Data section:
----------------------------------------

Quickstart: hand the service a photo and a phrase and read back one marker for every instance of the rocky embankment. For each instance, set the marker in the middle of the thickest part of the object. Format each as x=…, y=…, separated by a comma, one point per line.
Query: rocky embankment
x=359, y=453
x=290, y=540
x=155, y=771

----------------------------------------

Work request:
The response must consist of all the data, reproduced without alteration.

Answer to the problem:
Quickstart: hand the service a photo and a phrase and read back one marker for every instance of the rocky embankment. For each instance, set the marker in the middle of the thickest part of the object. Format each as x=…, y=…, separated by a comma, one point per line.
Query: rocky embankment
x=359, y=453
x=290, y=540
x=155, y=771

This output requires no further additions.